## Begin
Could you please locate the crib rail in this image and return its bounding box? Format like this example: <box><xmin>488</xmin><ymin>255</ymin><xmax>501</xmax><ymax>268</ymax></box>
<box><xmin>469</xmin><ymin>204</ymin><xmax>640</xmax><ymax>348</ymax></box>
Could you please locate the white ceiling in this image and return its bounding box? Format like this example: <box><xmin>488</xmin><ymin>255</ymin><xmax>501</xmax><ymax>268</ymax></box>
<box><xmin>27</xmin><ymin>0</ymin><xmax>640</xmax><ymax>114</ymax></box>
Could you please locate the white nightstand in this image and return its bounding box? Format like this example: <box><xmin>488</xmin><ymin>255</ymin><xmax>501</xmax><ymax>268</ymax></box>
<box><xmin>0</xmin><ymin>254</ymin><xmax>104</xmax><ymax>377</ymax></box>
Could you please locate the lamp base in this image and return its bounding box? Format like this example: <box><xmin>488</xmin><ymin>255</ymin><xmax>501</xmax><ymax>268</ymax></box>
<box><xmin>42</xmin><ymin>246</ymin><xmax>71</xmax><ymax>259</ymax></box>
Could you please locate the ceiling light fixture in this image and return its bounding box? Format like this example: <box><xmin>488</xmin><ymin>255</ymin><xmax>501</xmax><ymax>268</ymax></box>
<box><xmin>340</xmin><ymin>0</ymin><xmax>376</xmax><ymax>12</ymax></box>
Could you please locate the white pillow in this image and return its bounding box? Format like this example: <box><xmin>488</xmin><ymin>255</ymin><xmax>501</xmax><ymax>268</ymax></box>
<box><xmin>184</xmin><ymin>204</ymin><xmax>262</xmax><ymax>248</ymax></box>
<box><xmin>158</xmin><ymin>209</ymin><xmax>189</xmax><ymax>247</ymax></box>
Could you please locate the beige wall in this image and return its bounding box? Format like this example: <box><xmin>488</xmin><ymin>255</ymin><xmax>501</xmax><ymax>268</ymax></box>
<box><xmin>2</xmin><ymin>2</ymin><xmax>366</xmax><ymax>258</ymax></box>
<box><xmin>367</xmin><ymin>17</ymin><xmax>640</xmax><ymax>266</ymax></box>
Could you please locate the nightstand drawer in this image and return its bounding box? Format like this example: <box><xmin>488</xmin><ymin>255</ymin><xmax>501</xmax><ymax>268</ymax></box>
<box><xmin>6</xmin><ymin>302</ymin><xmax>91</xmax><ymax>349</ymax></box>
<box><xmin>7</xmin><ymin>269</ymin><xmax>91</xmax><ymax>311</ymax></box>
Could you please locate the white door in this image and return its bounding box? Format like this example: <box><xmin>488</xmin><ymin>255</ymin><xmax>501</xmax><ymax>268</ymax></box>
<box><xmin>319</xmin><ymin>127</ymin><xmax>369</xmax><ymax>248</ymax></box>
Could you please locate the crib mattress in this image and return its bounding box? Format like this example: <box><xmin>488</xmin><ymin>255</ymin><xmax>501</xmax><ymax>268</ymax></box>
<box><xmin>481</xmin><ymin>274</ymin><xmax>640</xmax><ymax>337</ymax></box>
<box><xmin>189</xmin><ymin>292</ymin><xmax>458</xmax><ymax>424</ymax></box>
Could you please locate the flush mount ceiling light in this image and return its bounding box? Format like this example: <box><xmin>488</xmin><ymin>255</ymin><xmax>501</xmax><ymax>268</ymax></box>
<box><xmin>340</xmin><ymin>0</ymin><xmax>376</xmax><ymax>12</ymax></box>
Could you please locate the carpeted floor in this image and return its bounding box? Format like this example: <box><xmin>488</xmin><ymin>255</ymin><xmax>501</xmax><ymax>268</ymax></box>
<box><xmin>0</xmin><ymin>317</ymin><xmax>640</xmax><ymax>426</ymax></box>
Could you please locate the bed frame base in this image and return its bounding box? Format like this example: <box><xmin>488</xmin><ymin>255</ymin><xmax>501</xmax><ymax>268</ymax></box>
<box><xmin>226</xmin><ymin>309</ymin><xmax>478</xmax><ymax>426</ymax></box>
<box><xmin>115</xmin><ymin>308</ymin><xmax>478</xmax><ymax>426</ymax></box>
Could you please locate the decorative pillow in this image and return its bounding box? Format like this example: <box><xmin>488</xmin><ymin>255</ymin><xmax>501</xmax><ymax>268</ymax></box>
## End
Copy out every line of the entries above that contains the word "base", each line in full.

Could you please locate the lamp base in this image and return its bounding box? Format like this example: <box><xmin>488</xmin><ymin>255</ymin><xmax>501</xmax><ymax>268</ymax></box>
Could you please locate the bed frame base in this image and return its bounding box? Format like this example: <box><xmin>488</xmin><ymin>255</ymin><xmax>501</xmax><ymax>268</ymax></box>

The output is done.